Task goal: The whole of the material needs to be repeated exactly, line for line.

Data to use:
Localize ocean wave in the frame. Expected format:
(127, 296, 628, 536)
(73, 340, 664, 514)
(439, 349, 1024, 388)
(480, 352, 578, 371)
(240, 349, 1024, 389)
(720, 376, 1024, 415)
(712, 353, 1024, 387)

Response area:
Localize ocean wave in the frame. Expected format:
(127, 296, 628, 536)
(73, 340, 664, 514)
(439, 349, 1024, 388)
(480, 352, 578, 371)
(240, 349, 1024, 389)
(720, 376, 1024, 415)
(712, 353, 1024, 387)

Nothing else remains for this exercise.